*Text shown:*
>>>>

About 20 minutes before the thieves came to the door, Abath did something that prompted investigators to ask whether he was signaling the robbers: He opened and then quickly shut the Palace Road door after he had toured the museum galleries and was about to replace his partner at the security desk.
Gardner security officials say that their guards were not supposed to open doors as part of their patrol, and federal investigators have told Abath that none of the other watchmen they interviewed did so.
But Abath vehemently denies he had any bad intentions in opening the museum door.
“I did it to make sure for myself that the door was securely locked,” Abath said. “I don’t know what the others did, but I was trained to do it that way.” He said security logs would show that he tested the door on other nights as well. The FBI seized the logs, but has declined to comment on what they show.
Abath said he knew he wasn’t supposed to let uninvited guests inside, but he was less clear on whether the rule applied to police officers. With his partner patrolling the galleries, Abath decided to buzz inside the men dressed as police officers.

<<<<

*Records supplied:*
>>>>

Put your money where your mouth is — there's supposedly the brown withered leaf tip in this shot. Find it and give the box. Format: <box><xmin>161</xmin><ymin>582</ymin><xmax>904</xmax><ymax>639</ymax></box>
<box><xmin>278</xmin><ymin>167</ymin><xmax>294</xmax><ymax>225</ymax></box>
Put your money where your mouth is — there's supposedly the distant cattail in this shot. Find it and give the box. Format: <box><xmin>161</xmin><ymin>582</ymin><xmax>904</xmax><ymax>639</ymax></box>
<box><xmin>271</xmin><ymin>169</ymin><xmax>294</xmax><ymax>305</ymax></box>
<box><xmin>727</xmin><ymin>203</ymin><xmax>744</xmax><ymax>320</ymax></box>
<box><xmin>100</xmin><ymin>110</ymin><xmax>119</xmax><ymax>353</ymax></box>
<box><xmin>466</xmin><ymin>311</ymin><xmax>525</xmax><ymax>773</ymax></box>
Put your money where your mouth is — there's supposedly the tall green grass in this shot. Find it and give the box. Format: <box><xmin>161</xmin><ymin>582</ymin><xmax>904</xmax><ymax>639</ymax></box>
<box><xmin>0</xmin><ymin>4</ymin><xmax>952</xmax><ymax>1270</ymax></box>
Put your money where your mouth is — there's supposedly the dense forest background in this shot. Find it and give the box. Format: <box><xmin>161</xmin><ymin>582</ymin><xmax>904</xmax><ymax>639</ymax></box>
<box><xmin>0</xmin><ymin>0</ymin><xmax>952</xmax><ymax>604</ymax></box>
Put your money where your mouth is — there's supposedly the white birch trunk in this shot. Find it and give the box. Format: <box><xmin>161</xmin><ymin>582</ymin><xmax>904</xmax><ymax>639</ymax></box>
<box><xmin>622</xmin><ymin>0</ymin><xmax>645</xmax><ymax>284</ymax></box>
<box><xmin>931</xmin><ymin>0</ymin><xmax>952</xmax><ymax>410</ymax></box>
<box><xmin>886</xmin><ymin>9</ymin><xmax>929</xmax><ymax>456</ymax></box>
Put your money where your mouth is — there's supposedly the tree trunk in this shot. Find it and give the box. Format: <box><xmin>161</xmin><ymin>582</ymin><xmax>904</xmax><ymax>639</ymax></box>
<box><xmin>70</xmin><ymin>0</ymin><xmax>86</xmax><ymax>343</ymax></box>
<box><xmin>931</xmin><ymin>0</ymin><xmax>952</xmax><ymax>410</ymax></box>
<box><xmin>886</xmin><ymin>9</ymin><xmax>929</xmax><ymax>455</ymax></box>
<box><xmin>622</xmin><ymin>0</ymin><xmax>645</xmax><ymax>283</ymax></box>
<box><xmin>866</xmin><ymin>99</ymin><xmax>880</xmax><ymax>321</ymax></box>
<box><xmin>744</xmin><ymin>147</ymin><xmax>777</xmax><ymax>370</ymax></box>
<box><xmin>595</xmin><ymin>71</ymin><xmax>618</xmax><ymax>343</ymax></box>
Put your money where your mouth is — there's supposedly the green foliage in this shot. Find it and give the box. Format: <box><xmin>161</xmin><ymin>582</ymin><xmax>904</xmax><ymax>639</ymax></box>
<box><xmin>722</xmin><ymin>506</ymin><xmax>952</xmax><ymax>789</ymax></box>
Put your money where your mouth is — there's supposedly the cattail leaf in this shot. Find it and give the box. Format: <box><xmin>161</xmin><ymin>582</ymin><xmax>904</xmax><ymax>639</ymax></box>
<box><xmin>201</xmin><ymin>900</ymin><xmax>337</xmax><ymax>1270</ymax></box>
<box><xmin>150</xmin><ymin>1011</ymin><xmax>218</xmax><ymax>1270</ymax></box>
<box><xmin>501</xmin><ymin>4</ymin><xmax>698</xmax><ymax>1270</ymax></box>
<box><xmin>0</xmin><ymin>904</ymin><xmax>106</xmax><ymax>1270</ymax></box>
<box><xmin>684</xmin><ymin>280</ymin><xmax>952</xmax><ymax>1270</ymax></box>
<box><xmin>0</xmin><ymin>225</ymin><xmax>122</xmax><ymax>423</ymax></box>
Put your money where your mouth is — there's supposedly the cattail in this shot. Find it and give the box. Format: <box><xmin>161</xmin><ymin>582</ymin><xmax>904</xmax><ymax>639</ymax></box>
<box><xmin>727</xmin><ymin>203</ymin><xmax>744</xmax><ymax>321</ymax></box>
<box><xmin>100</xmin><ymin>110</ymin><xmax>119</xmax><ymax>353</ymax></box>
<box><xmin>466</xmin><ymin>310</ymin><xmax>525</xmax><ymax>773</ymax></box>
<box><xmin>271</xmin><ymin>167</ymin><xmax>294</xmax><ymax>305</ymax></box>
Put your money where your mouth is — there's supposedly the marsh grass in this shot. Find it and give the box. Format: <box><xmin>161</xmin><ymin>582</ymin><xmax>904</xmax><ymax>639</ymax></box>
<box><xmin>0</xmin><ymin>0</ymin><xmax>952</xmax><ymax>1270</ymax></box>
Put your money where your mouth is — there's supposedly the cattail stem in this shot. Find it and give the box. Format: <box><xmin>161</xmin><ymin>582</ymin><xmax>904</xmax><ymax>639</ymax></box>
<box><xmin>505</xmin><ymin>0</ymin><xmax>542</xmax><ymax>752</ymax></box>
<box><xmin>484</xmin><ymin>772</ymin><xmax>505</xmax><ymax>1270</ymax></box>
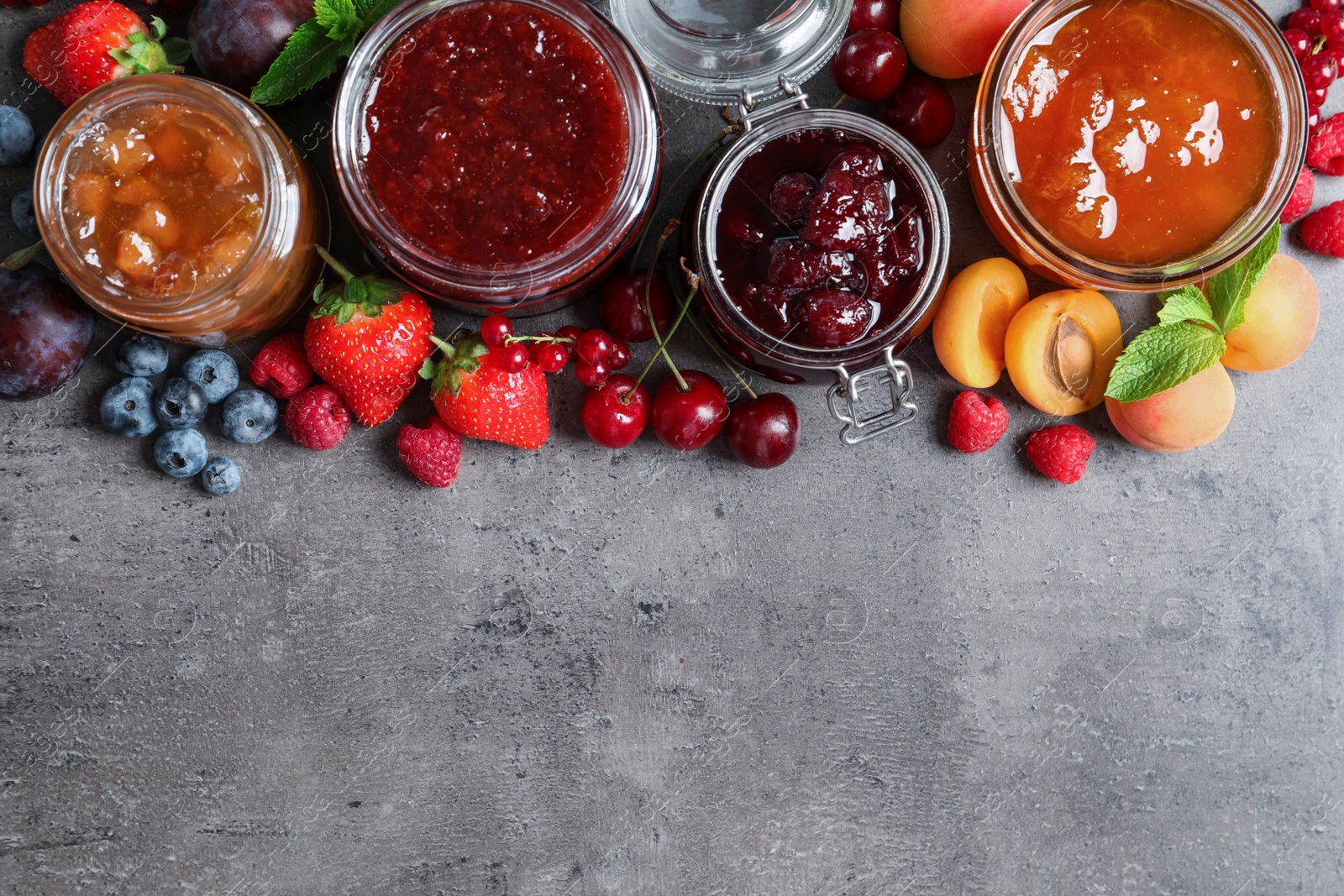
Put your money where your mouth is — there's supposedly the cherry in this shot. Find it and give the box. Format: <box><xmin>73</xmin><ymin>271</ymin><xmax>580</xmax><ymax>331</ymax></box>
<box><xmin>723</xmin><ymin>392</ymin><xmax>800</xmax><ymax>470</ymax></box>
<box><xmin>878</xmin><ymin>76</ymin><xmax>957</xmax><ymax>149</ymax></box>
<box><xmin>582</xmin><ymin>374</ymin><xmax>649</xmax><ymax>448</ymax></box>
<box><xmin>598</xmin><ymin>271</ymin><xmax>677</xmax><ymax>343</ymax></box>
<box><xmin>849</xmin><ymin>0</ymin><xmax>900</xmax><ymax>32</ymax></box>
<box><xmin>481</xmin><ymin>314</ymin><xmax>513</xmax><ymax>348</ymax></box>
<box><xmin>831</xmin><ymin>29</ymin><xmax>910</xmax><ymax>102</ymax></box>
<box><xmin>652</xmin><ymin>371</ymin><xmax>728</xmax><ymax>451</ymax></box>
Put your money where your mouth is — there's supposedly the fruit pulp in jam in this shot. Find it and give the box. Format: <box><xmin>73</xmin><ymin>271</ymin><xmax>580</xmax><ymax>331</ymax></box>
<box><xmin>1000</xmin><ymin>0</ymin><xmax>1278</xmax><ymax>265</ymax></box>
<box><xmin>60</xmin><ymin>103</ymin><xmax>264</xmax><ymax>302</ymax></box>
<box><xmin>715</xmin><ymin>128</ymin><xmax>930</xmax><ymax>348</ymax></box>
<box><xmin>365</xmin><ymin>0</ymin><xmax>629</xmax><ymax>267</ymax></box>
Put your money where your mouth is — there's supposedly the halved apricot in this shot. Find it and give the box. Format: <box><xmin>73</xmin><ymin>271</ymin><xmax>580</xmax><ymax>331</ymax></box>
<box><xmin>932</xmin><ymin>258</ymin><xmax>1031</xmax><ymax>388</ymax></box>
<box><xmin>1004</xmin><ymin>289</ymin><xmax>1124</xmax><ymax>417</ymax></box>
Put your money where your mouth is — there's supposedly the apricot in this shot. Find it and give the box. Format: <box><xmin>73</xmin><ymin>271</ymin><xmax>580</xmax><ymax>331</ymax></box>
<box><xmin>1004</xmin><ymin>289</ymin><xmax>1122</xmax><ymax>417</ymax></box>
<box><xmin>900</xmin><ymin>0</ymin><xmax>1030</xmax><ymax>78</ymax></box>
<box><xmin>932</xmin><ymin>258</ymin><xmax>1031</xmax><ymax>388</ymax></box>
<box><xmin>1106</xmin><ymin>364</ymin><xmax>1236</xmax><ymax>454</ymax></box>
<box><xmin>1223</xmin><ymin>255</ymin><xmax>1321</xmax><ymax>374</ymax></box>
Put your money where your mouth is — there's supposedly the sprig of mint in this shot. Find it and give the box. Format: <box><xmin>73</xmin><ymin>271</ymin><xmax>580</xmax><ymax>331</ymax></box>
<box><xmin>1106</xmin><ymin>223</ymin><xmax>1279</xmax><ymax>401</ymax></box>
<box><xmin>251</xmin><ymin>0</ymin><xmax>401</xmax><ymax>106</ymax></box>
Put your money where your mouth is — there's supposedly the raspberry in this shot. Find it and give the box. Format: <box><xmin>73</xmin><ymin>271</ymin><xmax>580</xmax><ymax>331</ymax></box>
<box><xmin>948</xmin><ymin>390</ymin><xmax>1008</xmax><ymax>454</ymax></box>
<box><xmin>1026</xmin><ymin>423</ymin><xmax>1097</xmax><ymax>485</ymax></box>
<box><xmin>251</xmin><ymin>333</ymin><xmax>313</xmax><ymax>401</ymax></box>
<box><xmin>285</xmin><ymin>385</ymin><xmax>349</xmax><ymax>451</ymax></box>
<box><xmin>1278</xmin><ymin>165</ymin><xmax>1315</xmax><ymax>224</ymax></box>
<box><xmin>396</xmin><ymin>417</ymin><xmax>462</xmax><ymax>489</ymax></box>
<box><xmin>1306</xmin><ymin>116</ymin><xmax>1344</xmax><ymax>175</ymax></box>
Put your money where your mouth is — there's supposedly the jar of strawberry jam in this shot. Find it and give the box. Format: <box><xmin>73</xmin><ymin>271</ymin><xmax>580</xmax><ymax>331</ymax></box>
<box><xmin>332</xmin><ymin>0</ymin><xmax>661</xmax><ymax>314</ymax></box>
<box><xmin>34</xmin><ymin>76</ymin><xmax>327</xmax><ymax>345</ymax></box>
<box><xmin>972</xmin><ymin>0</ymin><xmax>1306</xmax><ymax>291</ymax></box>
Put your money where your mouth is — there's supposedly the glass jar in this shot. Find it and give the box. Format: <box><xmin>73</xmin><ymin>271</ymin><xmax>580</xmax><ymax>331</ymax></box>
<box><xmin>687</xmin><ymin>86</ymin><xmax>952</xmax><ymax>445</ymax></box>
<box><xmin>34</xmin><ymin>76</ymin><xmax>327</xmax><ymax>347</ymax></box>
<box><xmin>970</xmin><ymin>0</ymin><xmax>1308</xmax><ymax>291</ymax></box>
<box><xmin>332</xmin><ymin>0</ymin><xmax>661</xmax><ymax>314</ymax></box>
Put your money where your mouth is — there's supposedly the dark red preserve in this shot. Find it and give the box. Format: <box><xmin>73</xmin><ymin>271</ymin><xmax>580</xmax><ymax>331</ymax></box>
<box><xmin>715</xmin><ymin>128</ymin><xmax>930</xmax><ymax>348</ymax></box>
<box><xmin>365</xmin><ymin>0</ymin><xmax>630</xmax><ymax>267</ymax></box>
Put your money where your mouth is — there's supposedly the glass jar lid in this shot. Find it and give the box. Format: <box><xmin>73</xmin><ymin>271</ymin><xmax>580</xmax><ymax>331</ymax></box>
<box><xmin>612</xmin><ymin>0</ymin><xmax>853</xmax><ymax>105</ymax></box>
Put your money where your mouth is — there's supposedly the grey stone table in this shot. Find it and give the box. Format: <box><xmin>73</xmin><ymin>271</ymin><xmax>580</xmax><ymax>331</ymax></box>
<box><xmin>0</xmin><ymin>0</ymin><xmax>1344</xmax><ymax>896</ymax></box>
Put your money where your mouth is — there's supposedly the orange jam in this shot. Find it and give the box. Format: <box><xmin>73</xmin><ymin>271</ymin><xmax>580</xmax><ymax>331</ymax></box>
<box><xmin>1001</xmin><ymin>0</ymin><xmax>1278</xmax><ymax>265</ymax></box>
<box><xmin>62</xmin><ymin>103</ymin><xmax>264</xmax><ymax>300</ymax></box>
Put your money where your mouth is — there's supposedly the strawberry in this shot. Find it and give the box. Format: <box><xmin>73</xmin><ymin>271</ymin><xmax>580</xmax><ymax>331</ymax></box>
<box><xmin>304</xmin><ymin>247</ymin><xmax>434</xmax><ymax>426</ymax></box>
<box><xmin>23</xmin><ymin>0</ymin><xmax>191</xmax><ymax>106</ymax></box>
<box><xmin>426</xmin><ymin>333</ymin><xmax>551</xmax><ymax>450</ymax></box>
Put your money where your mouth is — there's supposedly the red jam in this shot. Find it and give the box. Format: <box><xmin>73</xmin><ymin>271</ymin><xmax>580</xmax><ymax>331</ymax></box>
<box><xmin>715</xmin><ymin>129</ymin><xmax>930</xmax><ymax>348</ymax></box>
<box><xmin>363</xmin><ymin>0</ymin><xmax>630</xmax><ymax>267</ymax></box>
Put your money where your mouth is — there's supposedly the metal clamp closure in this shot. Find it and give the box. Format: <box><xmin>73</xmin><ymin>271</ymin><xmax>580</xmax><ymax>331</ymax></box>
<box><xmin>827</xmin><ymin>345</ymin><xmax>919</xmax><ymax>445</ymax></box>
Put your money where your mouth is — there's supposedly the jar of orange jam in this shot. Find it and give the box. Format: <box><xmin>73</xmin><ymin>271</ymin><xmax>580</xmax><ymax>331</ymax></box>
<box><xmin>972</xmin><ymin>0</ymin><xmax>1306</xmax><ymax>291</ymax></box>
<box><xmin>34</xmin><ymin>76</ymin><xmax>327</xmax><ymax>345</ymax></box>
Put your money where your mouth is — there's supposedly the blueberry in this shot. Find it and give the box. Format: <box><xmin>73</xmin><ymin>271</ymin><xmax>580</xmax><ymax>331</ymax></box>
<box><xmin>200</xmin><ymin>457</ymin><xmax>244</xmax><ymax>495</ymax></box>
<box><xmin>155</xmin><ymin>376</ymin><xmax>210</xmax><ymax>430</ymax></box>
<box><xmin>155</xmin><ymin>430</ymin><xmax>210</xmax><ymax>479</ymax></box>
<box><xmin>99</xmin><ymin>376</ymin><xmax>159</xmax><ymax>439</ymax></box>
<box><xmin>219</xmin><ymin>388</ymin><xmax>280</xmax><ymax>445</ymax></box>
<box><xmin>0</xmin><ymin>106</ymin><xmax>32</xmax><ymax>165</ymax></box>
<box><xmin>181</xmin><ymin>348</ymin><xmax>238</xmax><ymax>405</ymax></box>
<box><xmin>117</xmin><ymin>333</ymin><xmax>168</xmax><ymax>376</ymax></box>
<box><xmin>9</xmin><ymin>186</ymin><xmax>42</xmax><ymax>239</ymax></box>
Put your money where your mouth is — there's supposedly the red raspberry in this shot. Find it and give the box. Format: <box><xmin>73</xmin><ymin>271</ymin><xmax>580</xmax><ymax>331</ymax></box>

<<<<

*Task requirements:*
A) Could you write out the whole passage about Abath opening the Gardner museum door, word for word?
B) Could you repeat the entries exactly, starting at the line that contains "supposedly the metal" and ending at the last entry, with both ends included?

*Outputs by task:*
A)
About 20 minutes before the thieves came to the door, Abath did something that prompted investigators to ask whether he was signaling the robbers: He opened and then quickly shut the Palace Road door after he had toured the museum galleries and was about to replace his partner at the security desk.
Gardner security officials say that their guards were not supposed to open doors as part of their patrol, and federal investigators have told Abath that none of the other watchmen they interviewed did so.
But Abath vehemently denies he had any bad intentions in opening the museum door.
“I did it to make sure for myself that the door was securely locked,” Abath said. “I don’t know what the others did, but I was trained to do it that way.” He said security logs would show that he tested the door on other nights as well. The FBI seized the logs, but has declined to comment on what they show.
Abath said he knew he wasn’t supposed to let uninvited guests inside, but he was less clear on whether the rule applied to police officers. With his partner patrolling the galleries, Abath decided to buzz inside the men dressed as police officers.

B)
Put your money where your mouth is — there's supposedly the metal clamp closure in this shot. Find it and give the box. Format: <box><xmin>73</xmin><ymin>271</ymin><xmax>580</xmax><ymax>331</ymax></box>
<box><xmin>827</xmin><ymin>345</ymin><xmax>919</xmax><ymax>445</ymax></box>
Put your money where your mouth is — there's supposedly the jar of orange jam in this shot. Find it and give the box. Format: <box><xmin>73</xmin><ymin>271</ymin><xmax>580</xmax><ymax>331</ymax></box>
<box><xmin>972</xmin><ymin>0</ymin><xmax>1306</xmax><ymax>291</ymax></box>
<box><xmin>34</xmin><ymin>76</ymin><xmax>327</xmax><ymax>345</ymax></box>
Put your money where your mouth is — there's supposedly the blueberry in this shot. Find it and give the box. Format: <box><xmin>73</xmin><ymin>271</ymin><xmax>580</xmax><ymax>331</ymax></box>
<box><xmin>200</xmin><ymin>457</ymin><xmax>244</xmax><ymax>495</ymax></box>
<box><xmin>155</xmin><ymin>376</ymin><xmax>210</xmax><ymax>430</ymax></box>
<box><xmin>155</xmin><ymin>430</ymin><xmax>210</xmax><ymax>479</ymax></box>
<box><xmin>99</xmin><ymin>376</ymin><xmax>159</xmax><ymax>439</ymax></box>
<box><xmin>219</xmin><ymin>388</ymin><xmax>280</xmax><ymax>445</ymax></box>
<box><xmin>0</xmin><ymin>106</ymin><xmax>32</xmax><ymax>165</ymax></box>
<box><xmin>181</xmin><ymin>348</ymin><xmax>238</xmax><ymax>405</ymax></box>
<box><xmin>117</xmin><ymin>333</ymin><xmax>168</xmax><ymax>376</ymax></box>
<box><xmin>9</xmin><ymin>186</ymin><xmax>42</xmax><ymax>239</ymax></box>
Put your money where your mouth is — there's supposedly the red raspberry in this shot. Find it and give the box. Format: <box><xmin>73</xmin><ymin>271</ymin><xmax>580</xmax><ymax>331</ymax></box>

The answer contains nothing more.